The deeper investigators dig into Minnesota’s web of welfare fraud, the more it looks less like a case of bureaucratic mismanagement and more like a national security crisis — one fueled by taxpayer dollars and exploited by transnational networks that end in the coffers of terrorists.
According to new reporting from City Journal, authored by Christopher F. Rufo and Ryan Thorpe, the ongoing Medicaid fraud surrounding autism care programs in Minnesota is no longer just about financial theft. It’s about where that money went — and what it’s funding. The most disturbing conclusion yet? Minnesota taxpayers may be the single largest indirect funders of the terrorist group Al-Shabaab.
Let’s break it down.
Minnesota’s Early Intensive Developmental and Behavioral Intervention (EIDBI) program, designed to assist children with autism, has ballooned beyond belief. In 2018, Medicaid claims for autism services in the state totaled $3 million. By 2023, that number had exploded to $399 million. That’s a 13,200% increase in five years — a growth rate that defies reason, science, and demographics.
And the numbers of providers? Just as alarming. In 2020, there were 41 autism care providers in the state. In 2025, there are 328 — an eightfold increase, many centered around Minneapolis’ Somali community, which has now become the nexus for the fraud.
Among those charged is Asha Farhan Hassan, who prosecutors allege defrauded the state out of $14 million by enlisting Somali families and offering kickbacks of $300 to $1,500 per child in exchange for participating in the fraudulent schemes. Fake diagnoses. Fake treatment plans. Fictitious clinics. And millions in Medicaid funds flushed out of the system.
But it gets worse.

• Dataset content:
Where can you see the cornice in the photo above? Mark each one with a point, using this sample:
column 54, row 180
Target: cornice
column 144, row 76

• Brief 1: Set down, word for word, the stretch of the article on Minnesota's welfare fraud from "According to new" through "break it down.".
• Brief 2: List every calendar year that the article on Minnesota's welfare fraud mentions, in the order they first appear.

• Expected answer 1:
According to new reporting from City Journal, authored by Christopher F. Rufo and Ryan Thorpe, the ongoing Medicaid fraud surrounding autism care programs in Minnesota is no longer just about financial theft. It’s about where that money went — and what it’s funding. The most disturbing conclusion yet? Minnesota taxpayers may be the single largest indirect funders of the terrorist group Al-Shabaab.
Let’s break it down.

• Expected answer 2: 2018, 2023, 2020, 2025